Of course, at least from my perspective, Biomedical Engineering tops the list, as do a few other engineering fields.

But can you imagine the market value of an engineering or natural science degree AND a math degree? The sky's the limit, no?

Talk to me if interested....

Monday, January 7, 2013

Math in the Media - A matter of motivation, not IQ?

I am and have always been convinced that ANYONE can do mathematics if they have the proper motivation, interest, and access to good mentors and training material, at least to the levels found up to and including the first year in college.  I believe that ineffective education and cultural and societal biases are reasons why mathematics education has a mystique about is as something less than the primer coat of all higher level thinking.

So articles on studies like that mentioned here in a Scientific American article
Like Math?  Thank Your Motivation, Not IQ
by Tia Ghose and Live Science, are quite refreshing to read.   

To me, the findings are not surprising.  It just seems perfectly natural that a person's motivation to learn a skill is extremely important to their ability to master it.  More important than intelligence?  Ahhh....  Read the article.    

Wednesday, September 12, 2012

Math in the Media - Cowlicks and Hurricane Eyes

Ever wonder why babies have cowlicks (that spot on their head where the hair just doesn't want to follow any particular direction)?  If the time of the day depends on your time zone, then how does one determine the time at the North Pole?  How come hurricanes have "eyes"?

Provided material.
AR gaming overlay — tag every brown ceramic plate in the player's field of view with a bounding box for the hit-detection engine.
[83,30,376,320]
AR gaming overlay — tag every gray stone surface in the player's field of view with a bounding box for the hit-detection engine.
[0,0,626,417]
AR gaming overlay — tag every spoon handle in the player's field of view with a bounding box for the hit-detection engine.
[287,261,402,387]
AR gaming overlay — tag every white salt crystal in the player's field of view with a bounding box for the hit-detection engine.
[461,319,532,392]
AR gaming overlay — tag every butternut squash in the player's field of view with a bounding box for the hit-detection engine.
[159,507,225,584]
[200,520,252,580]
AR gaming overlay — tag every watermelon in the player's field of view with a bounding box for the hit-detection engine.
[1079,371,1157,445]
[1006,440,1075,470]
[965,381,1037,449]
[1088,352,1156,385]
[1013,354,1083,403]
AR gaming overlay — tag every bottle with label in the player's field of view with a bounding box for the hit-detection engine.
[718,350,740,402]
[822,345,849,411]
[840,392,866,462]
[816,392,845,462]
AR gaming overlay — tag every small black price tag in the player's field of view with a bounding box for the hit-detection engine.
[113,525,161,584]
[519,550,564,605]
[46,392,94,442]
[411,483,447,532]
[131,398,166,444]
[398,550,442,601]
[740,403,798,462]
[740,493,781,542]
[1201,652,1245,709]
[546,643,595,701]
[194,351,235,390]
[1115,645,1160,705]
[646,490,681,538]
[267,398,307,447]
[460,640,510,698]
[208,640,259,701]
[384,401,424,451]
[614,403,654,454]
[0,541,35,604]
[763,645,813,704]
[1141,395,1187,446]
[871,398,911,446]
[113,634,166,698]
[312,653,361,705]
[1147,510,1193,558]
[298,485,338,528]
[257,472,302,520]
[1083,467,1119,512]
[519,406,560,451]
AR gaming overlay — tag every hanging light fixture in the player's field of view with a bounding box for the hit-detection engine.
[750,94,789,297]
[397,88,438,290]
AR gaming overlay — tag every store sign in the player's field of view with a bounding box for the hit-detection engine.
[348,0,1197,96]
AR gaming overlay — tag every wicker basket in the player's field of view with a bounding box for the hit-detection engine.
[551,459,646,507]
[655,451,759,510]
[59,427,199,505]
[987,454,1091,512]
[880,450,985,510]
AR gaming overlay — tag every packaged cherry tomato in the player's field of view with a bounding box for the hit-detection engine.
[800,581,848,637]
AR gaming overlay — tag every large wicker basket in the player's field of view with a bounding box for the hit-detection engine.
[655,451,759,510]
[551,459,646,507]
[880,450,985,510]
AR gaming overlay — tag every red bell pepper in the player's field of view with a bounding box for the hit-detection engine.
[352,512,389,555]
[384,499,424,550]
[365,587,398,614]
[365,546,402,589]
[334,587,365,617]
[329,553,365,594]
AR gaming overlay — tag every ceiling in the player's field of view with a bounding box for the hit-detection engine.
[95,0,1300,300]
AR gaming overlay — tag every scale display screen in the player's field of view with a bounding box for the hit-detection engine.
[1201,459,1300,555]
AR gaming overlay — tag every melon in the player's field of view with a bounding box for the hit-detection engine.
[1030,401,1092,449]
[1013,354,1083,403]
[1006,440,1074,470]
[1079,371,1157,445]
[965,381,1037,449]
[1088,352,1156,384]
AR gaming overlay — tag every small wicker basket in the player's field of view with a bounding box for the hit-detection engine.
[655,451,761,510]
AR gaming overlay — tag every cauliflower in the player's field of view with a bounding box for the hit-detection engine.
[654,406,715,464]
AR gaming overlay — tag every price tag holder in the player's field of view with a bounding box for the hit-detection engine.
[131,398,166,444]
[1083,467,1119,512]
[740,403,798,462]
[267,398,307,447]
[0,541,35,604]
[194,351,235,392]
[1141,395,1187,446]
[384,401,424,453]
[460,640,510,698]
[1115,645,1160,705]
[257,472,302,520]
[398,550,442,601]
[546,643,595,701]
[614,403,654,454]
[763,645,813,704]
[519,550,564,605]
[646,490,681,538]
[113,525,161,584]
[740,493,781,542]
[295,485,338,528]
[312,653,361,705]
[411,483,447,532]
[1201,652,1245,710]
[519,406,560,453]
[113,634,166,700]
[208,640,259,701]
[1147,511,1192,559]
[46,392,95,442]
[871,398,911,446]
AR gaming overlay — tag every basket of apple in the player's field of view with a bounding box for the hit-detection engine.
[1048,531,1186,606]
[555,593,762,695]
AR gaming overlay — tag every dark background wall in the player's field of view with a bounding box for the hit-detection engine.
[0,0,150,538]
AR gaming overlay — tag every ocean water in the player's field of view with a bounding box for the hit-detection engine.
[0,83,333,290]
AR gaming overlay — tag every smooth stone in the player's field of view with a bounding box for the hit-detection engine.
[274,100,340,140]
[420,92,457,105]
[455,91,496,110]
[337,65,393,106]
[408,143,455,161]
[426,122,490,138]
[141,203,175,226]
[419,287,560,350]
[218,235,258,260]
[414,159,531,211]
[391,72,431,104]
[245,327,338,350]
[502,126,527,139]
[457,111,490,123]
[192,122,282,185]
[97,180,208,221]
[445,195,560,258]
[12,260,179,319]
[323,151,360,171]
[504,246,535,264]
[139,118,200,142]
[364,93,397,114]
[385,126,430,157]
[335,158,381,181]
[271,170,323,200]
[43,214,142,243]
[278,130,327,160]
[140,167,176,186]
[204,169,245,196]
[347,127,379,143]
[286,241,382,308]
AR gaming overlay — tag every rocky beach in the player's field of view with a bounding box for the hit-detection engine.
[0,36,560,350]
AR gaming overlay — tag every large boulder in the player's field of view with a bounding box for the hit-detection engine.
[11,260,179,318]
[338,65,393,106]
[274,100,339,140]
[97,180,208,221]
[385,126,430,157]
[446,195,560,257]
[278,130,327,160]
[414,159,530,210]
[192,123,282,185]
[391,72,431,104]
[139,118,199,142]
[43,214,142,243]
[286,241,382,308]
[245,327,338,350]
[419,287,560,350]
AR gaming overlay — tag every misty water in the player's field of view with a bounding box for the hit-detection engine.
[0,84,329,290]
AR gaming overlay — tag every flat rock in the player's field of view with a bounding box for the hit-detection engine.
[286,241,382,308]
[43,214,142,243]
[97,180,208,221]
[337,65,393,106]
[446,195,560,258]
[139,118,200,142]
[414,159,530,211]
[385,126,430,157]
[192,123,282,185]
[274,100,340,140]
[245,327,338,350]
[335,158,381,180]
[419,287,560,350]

Work order 1. According to the math blog excerpt, who wrote the Scientific American article titled "Like Math? Thank Your Motivation, Not IQ"?
Work order 2. Resume the math blog excerpt, picking up right after its closing question about why hurricanes have "eyes."

Reply 1. Tia Ghose and Live Science

Reply 2.
The answer, unfortunately (or fortunately, depending on your perspective) is mathematical in nature.  More specifically topology.  For a glimpse of why, read today's New York Times article:

Singular Sensations

by Steven Strogatz.  A fun article, with the promise of a lot more in the future.  Give it a read.

One thing you will start to find.  We as mathematicians see our craft everywhere, in basically ALL places.  Math really is the exposure of logical structure, regardless of the context.  But it takes talent to expose that math in an engaging way to someone not trained to see it.  Mr. Strogatz has talent.

Happy reading.   

Wednesday, June 27, 2012

Math in the Media: Math Food?

One of the more basic and interesting shapes (spaces) in mathematics is the torus.  We typically describe is as the surface of a doughnut or bagel.  That it is mathematically different from the surface of a ball is a good entry point for a lay explanation of some fun higher mathematics. 

Speaking of a bagel, here is an interesting video on a way to mathematically play with your food:
A Mathematically Correct Breakfast
Buon appetito!!!

Monday, April 23, 2012

Math in the Media: To save this math class, we must destroy it!

Words failed me (mostly) when I read this article today in the Washington Post:
At Virginia Tech,  Computers Help Solve a Math Class Problem
It is a common problem that the transition from high school mathematics courses to those at university can be quite difficult to make.  Even in courses whose content is basically the same, like Calculus AB in the AP system and what most universities call Calculus I, the treatment of that content is much different here at the university.  Of course, students sometimes do not do well.  And I am sure that sub-standard teaching from some of us up here may be a part of it.  We need very much to analyze how we teach and learn to do a better job!  And many of us are.  IN fact, here at Hopkins, we are devoting a LOT of resources precisely to this problem of how to better and more comprehensively educate our incoming students.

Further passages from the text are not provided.